==== Data supplied

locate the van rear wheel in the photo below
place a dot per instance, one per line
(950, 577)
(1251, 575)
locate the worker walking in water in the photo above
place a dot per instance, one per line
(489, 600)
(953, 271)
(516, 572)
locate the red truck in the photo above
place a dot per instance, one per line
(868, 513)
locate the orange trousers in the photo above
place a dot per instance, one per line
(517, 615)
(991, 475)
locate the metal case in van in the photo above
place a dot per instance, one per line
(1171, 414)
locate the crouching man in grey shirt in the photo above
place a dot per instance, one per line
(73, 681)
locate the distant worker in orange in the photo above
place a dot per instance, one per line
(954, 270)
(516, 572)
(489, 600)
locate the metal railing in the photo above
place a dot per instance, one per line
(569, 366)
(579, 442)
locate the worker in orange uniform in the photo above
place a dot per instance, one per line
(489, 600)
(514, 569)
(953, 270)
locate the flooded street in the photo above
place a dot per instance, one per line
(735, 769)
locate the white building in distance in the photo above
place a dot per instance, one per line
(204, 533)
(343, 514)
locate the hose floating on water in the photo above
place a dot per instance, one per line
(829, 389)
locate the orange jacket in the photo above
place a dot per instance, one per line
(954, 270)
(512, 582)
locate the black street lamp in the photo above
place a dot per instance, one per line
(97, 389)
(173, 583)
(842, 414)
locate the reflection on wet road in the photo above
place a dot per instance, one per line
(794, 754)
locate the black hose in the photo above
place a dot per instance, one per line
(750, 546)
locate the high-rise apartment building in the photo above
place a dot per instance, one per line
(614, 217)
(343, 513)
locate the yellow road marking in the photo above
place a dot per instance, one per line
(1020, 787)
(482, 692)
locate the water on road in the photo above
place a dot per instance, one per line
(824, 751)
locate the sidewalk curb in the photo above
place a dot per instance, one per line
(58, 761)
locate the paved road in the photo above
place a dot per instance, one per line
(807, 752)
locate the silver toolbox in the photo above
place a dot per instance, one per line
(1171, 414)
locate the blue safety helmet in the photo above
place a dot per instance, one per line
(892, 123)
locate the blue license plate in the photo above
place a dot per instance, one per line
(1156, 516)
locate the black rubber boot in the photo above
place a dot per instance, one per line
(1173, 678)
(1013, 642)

========

## What the task asks
Repeat the material above in full, exactly as it stands.

## Expected answer
locate the van rear wheel in the photo below
place a dot per instance, one per line
(950, 577)
(1251, 575)
locate the worker walking in water in the photo above
place a dot per instance, one per line
(489, 600)
(953, 271)
(516, 572)
locate the red truck in the photo above
place a dot per instance, one per line
(868, 513)
locate the orange trousers in the photo above
place a dot per instance, one per line
(517, 615)
(991, 475)
locate the metal case in van in the photo above
place a dot per instance, one per line
(1171, 414)
locate the crouching man in grey shirt in the photo above
place a dot per instance, one per line
(73, 681)
locate the distant worker in orange in the photo above
place a dot per instance, one per line
(954, 270)
(516, 572)
(489, 600)
locate the metal railing in the photo above
place a dot per instance, one per line
(569, 366)
(579, 442)
locate the worker in orange uniform in the photo above
place a dot per instance, one per line
(489, 600)
(514, 569)
(953, 270)
locate the flooded street in the photo above
place a dot per instance, one per line
(735, 769)
locate the white building in distance in the photo above
place a dot per instance, one per line
(204, 533)
(343, 514)
locate the hose floating on water in the photo above
place a dot per instance, one per line
(829, 389)
locate the orange jacket in the photo above
place a dot per instance, one per line
(954, 270)
(512, 582)
locate the black street lamp in the photo above
place a dot per instance, one per line
(97, 389)
(173, 583)
(842, 414)
locate the reflection on wet road in the photo above
place a dot per instance, one per line
(794, 754)
locate the black hose in the photo above
place a dot per instance, one per line
(750, 546)
locate the high-rise apartment building in the photo above
place a dot per instance, one per line
(614, 217)
(343, 513)
locate the yellow road marking in the photo above
place a dot per instance, one per line
(1020, 787)
(482, 692)
locate the water on road in the photo above
place a dot per instance, one per line
(824, 751)
locate the sidewalk curb in the photo above
place a dot per instance, one per line
(58, 761)
locate the paved road in the photo above
place a dot per instance, one per line
(807, 752)
locate the silver toolbox in the photo above
place a dot per instance, one per line
(1171, 414)
locate the blue safety helmet in the photo above
place a dot per instance, one per line
(892, 123)
locate the blue license plate in the photo above
place a dot per instance, one per line
(1156, 516)
locate the black rubber boot in the photo above
place a dot per instance, one per line
(1173, 678)
(1013, 642)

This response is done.